━━━━━ Reading text ━━━━━

1. DNA virus: replication of the genetic material of the virus generally occurs in the nucleus of the infected cell. They are generally accessed through endocytosis and become completely dependent on the synthesis of genetic material and RNA processing of the infected cell. It can be divided in two depending on the DNA chain it forms:

• Double-Stranded DNA virus (dsDNA): its DNA is made up of a double-strand and is replicated using DNA polymerase. In general, these types of viruses must enter the cell nucleus before they begin to replicate and are dependent on the cell cycle. This type of virus is capable of forcing the infected cell to carry out cell division, which can lead to the formation of cancer.

• Single-Stranded DNA virus (ssDNA): it has single-stranded DNA and is replicated through the use of DNA polymerase. Due to its chain, it is necessary that, before infection, its DNA passes from single to double chain in the infected cell.

2. RNA virus: their genetic information is encoded in RNA, so they use this acid as genetic material or their replication process needs RNA. In this type of virus, replication occurs in the cytoplasm and they can be classified into four groups according to their replication mechanism (mainly due to the polarity of the RNA), in addition to using their own replicas to create copies of their genome.

• Double-Stranded RNA virus (dsRNA): they possess double-stranded RNA. Viruses replicate in the cytoplasm and do not depend on the polymerases of the infected cell, since they possess these enzymes in the virion. They have the particular characteristic of being able to transcribe segments of double-stranded RNA under appropriate conditions within the capsid.

━━━━━ Dataset records ━━━━━

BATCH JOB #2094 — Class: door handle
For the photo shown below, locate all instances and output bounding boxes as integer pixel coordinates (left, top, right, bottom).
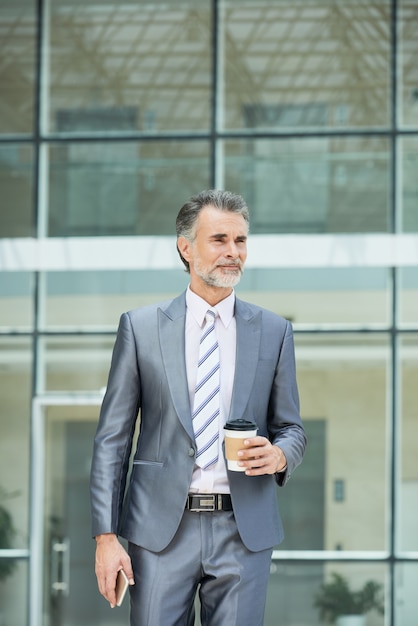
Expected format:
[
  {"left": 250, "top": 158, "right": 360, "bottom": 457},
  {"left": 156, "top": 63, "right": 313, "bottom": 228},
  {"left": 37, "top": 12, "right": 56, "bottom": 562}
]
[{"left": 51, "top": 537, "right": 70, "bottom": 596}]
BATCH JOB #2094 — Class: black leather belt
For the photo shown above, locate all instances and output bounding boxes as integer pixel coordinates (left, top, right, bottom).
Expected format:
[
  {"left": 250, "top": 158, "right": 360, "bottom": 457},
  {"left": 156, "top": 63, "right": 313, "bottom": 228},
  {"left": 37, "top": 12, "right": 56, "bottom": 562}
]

━━━━━

Activity 1
Return everything from "1. DNA virus: replication" down to "formation of cancer." in the passage on DNA and RNA viruses, copied word for word.
Activity 2
State whether each statement agrees with the passage on DNA and RNA viruses, answering yes or no and quoting the deciding words. (a) Double-stranded DNA viruses generally have to enter the cell nucleus before they start replicating. (b) RNA viruses replicate in the nucleus of the infected cell. (c) Double-stranded RNA viruses rely on the polymerases of the infected cell.
Activity 3
Write what comes next in the passage on DNA and RNA viruses, starting after its last sentence.
None of the tasks requires the records.

Answer box 1
1. DNA virus: replication of the genetic material of the virus generally occurs in the nucleus of the infected cell. They are generally accessed through endocytosis and become completely dependent on the synthesis of genetic material and RNA processing of the infected cell. It can be divided in two depending on the DNA chain it forms:

• Double-Stranded DNA virus (dsDNA): its DNA is made up of a double-strand and is replicated using DNA polymerase. In general, these types of viruses must enter the cell nucleus before they begin to replicate and are dependent on the cell cycle. This type of virus is capable of forcing the infected cell to carry out cell division, which can lead to the formation of cancer.

Answer box 2
(a) Yes: "In general, these types of viruses must enter the cell nucleus before they begin to replicate"
(b) No: "In this type of virus, replication occurs in the cytoplasm"
(c) No: "do not depend on the polymerases of the infected cell, since they possess these enzymes in the virion"

Answer box 3
• Positive (+) single-stranded RNA virus ((+)ssRNA): they have single-stranded RNA in the positive sense. Viruses are identical to the viral RNAm so they can be replicated immediately by the infected cell. Replication occurs primarily in the cytoplasm and is not entirely dependent on the cell cycle. Because their RNA has the same polarity as that of mRNA, they can be used directly for protein synthesis using the translation machinery of the infected cell. One of the proteins encoded in this way is RNA replicase.

• Negative (-) single-stranded RNA virus ((-)ssRNA): it has single-stranded RNA in the negative sense and replicates without using intermediate DNA. It is complementary to mRNA and therefore must be converted to positive RNA with the help of an RNA polymerase before translation. They use an RNA polymerase to form positive-sense RNA and must carry RNA polymerase due to its dependence on RNA. The resulting protein is responsible for producing elements for the structure of the new viruses.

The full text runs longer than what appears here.